With this new information, it was a fairly simple job to turn the
servo around so that the output arm was now at the far end (ie away from the
engine). This brought it directly in line with the pitch servo arm above,
necessitating a little bit more trimming of servo arms for clearance. A small
amount of adjustment provided the correct range of movement, albeit in the
wrong direction. With the servo now turned round, it was no longer possible to
attach the control rod to the bottom of the servo output arm as the main frame
would get in the way (in fact there is much more clearance this way round than
there is in the 'conventional' layout - the instructions even point out that
you may have to bend the control rod slightly in the standard layout). You may
think, as a result of this, "Why didn't they design it this way round in the
first place?" Simple, up to now ALL the servos opperate in the 'posative'
sense, and only due to this 'non-standard' modification, was there any need to
have a servo reversing funtion. This is a piece of cake with a flashy radio -
just press a few buttons in the correct sequence, and hey presto - we now have
a propely funtioning throttle/pitch mix.
Step 11 - Connection of 'rudder' control.
As I said earlier, I had elected to remove the tail boom during radio
installation to make the job a little easier (and I would strongly suggest
that anyone else do the same - apart from general ease, there is no chance of
accidently whacking the tail rotor on the edge of the table or knock over your
can of beer!!!), so the first thing I did was re-install it. Two minutes later
I had the servo rod through its hole in the side-frame, connected to the servo
(making sure that BOTH throttle AND rudder were set to neutral {like it says
in the book}!) and was fitting the 'off-set joint'. Let me see if I can
explain this control set-up :- A straight push-rod comes form the servo
output arm, extending past the drive gears through a guide hole in the side
frame and is terminated with a large ball joint connector set at an angle so
that the ball part (the whole actually) is stepped in towards the side frame
by about half an inch. This connects to the ball on the end of the snake
attached to the tail boom (described earlier) and forms the adjustment part of
the linkage (although you could also re-postion the ball-collet-thing on the
snake but you'd have to be careful not to foul the snake outer or retaining
slot). What this means is that you get a pretty straight linkage (past the
transfer gear) with a hand snap-on/off joint in the middle so that you can
remove the tail boom for transit or storage (or the dreaded repairs!). I
thought it was all pretty neat! Unfortunately this set-up does introduce a
certain amount of slack/sloppyness (the only bit there is I think!) to the
system, but not a lot and there is ample throw available (I think).

EXERCISE DATA:
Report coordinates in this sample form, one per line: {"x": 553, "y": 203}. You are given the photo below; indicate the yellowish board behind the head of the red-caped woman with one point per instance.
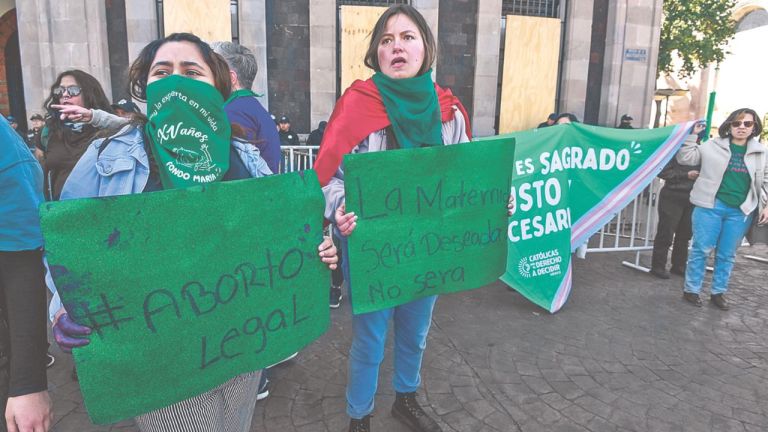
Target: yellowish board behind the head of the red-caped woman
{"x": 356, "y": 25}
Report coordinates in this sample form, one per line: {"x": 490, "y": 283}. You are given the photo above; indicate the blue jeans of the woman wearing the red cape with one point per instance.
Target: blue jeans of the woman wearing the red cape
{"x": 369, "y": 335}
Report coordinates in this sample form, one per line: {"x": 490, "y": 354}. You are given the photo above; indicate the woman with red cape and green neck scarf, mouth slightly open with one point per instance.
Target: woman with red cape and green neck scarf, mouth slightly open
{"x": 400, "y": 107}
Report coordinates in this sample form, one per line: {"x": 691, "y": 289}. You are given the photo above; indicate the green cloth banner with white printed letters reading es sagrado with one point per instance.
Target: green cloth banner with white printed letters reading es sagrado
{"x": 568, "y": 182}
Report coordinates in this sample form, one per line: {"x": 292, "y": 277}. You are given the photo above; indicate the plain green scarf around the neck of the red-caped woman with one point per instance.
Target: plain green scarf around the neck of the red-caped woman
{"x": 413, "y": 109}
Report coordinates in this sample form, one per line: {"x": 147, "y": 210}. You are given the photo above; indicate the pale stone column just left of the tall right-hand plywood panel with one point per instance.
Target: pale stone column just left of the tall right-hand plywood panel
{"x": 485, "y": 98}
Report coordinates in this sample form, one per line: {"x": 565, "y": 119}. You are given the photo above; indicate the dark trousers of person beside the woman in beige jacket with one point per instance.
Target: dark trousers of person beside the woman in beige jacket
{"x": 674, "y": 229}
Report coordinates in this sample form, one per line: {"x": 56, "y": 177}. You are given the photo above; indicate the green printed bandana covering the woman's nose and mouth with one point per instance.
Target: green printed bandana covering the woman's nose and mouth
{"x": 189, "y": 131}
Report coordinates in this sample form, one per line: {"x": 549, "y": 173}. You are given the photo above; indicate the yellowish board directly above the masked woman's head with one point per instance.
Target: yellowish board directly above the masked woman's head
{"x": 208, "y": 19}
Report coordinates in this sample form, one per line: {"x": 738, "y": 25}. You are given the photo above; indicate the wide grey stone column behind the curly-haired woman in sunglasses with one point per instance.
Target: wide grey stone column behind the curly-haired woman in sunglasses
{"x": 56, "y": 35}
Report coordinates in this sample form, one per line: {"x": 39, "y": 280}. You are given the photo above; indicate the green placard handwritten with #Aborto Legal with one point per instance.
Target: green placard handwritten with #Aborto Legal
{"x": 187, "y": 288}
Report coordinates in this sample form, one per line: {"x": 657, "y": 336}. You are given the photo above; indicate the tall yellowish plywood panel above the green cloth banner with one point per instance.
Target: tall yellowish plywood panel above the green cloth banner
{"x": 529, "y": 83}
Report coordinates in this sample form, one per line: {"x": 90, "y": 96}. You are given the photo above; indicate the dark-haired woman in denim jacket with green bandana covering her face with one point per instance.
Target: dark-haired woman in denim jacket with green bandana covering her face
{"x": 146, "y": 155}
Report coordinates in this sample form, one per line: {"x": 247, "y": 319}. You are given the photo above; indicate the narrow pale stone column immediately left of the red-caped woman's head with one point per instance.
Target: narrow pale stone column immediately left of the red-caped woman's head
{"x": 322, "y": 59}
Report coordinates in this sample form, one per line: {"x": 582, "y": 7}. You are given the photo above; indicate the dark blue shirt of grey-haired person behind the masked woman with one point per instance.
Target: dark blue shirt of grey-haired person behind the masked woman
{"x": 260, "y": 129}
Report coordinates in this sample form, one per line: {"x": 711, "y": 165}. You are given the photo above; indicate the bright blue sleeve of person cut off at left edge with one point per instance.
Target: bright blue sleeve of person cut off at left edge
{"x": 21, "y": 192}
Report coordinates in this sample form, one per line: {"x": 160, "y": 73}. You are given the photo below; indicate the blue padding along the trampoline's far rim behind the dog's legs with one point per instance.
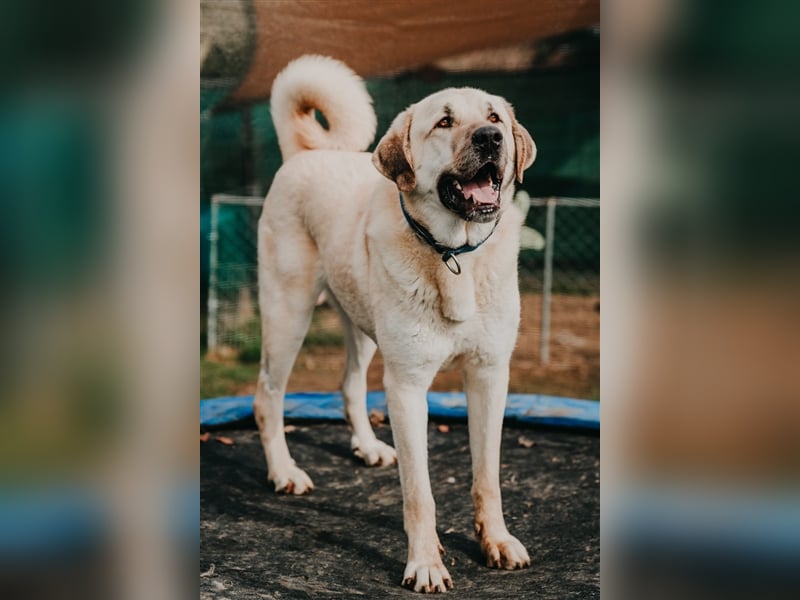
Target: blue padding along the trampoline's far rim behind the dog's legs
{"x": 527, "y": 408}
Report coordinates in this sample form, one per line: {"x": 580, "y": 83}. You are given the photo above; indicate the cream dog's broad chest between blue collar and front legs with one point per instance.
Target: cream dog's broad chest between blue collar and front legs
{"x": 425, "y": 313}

WORK INSTRUCTIONS: Resume the helicopter build notes after their final sentence and keep writing in the same voice. The entries above are separate material and have no connection to the helicopter build notes.

ANSWER BOX:
That is basicly it! Apart from decorating the canopy with the pretty stickies
supplied (much of this is even diagramed so you can all look the same!) which
is the next step in the manual (the one I had jumped to at 3 a.m. the other
night).
After that, the manual goes on to check the pitch set-up using the little
pitch guage supplied (a piece of cardboard with a blade-shaped hole in the
middle and a couple of lines indicating 0 degrees, 6 degrees and the top edge
is 10 degrees) which you push on to the blade (once you've put them back on
taking care to put the marked blade in the marked holder, the right way
round!), stand back a bit and line up the fly-bar with the lines at the
appropriate stick positions. I managed to get a little more range on mine
(about -2 thru +12 ish) 'cause I've been swatting up on magazines an' stuff!
(the transmitter set-up can reduce the amount of travel if required so I
thought "What the hell").
As I mentioned in my first installment, I decided to re-check the balance of
the blades which I found to be if perfect balance, but since I know a tiny bit
about setting up choppers, I put one of the nice tracking tape pieces on one
blade (to help with any tracking adjustments) and balanced it with clear
sellotape ('scotch tape' I think you foriegn chaps call it) on the other.
So there we have it - 1 complete new Concetpt 30 - all set for a
maiden fight. Oh no it's not! I havn't finished the pretty stickies! So I
settle down with the scissors for a couple of hours carfully cutting out the
flashy bits and sticking them on in the appropriate places - several hours
actually 'cause I couldn't help picking up the tranny from time to time and
PLAYING WITH IT! err... testing to make sure that everything went the right
way realy ... honest Guv! Good job too as it turned out - I forgot to set the
gyro sense to Reverse like it says in the book. Fixed that and carried on
playing err.. testing I mean, until about 2 a.m. when the transmitter started
to complain that the battery was flat! So I stuck the whole lot on charge for
15 hours and finished the decoration. That meant that Saturday was not on for
the first flight (just as well 'cause I slept through most of it) so it looked
like I would have to make a trip to the fly-in (not the BEST place to trim out
a new chopper, but plenty of experienced fliers around) or give it a try on my
own on Sunday. Good sense prevailed and I set off for Bath (without any idea
of how far away it was) on the Sunday lunchtime. But that's another story....
Don't miss the next installment. Not available at any newsagent or bookstore.
Come soon to this screen..... 'Flight of the Concept'
'nuff for now (did I _realy_ write that much?!?!)
Ken.
|
972.4 | FLIGHT OF THE CONCEPT | RDGE44::LEEK_9 | Who put the ground there! | Fri May 05 1989 08:04 | 90 |
| Better late than never ('though some may say that's back to front)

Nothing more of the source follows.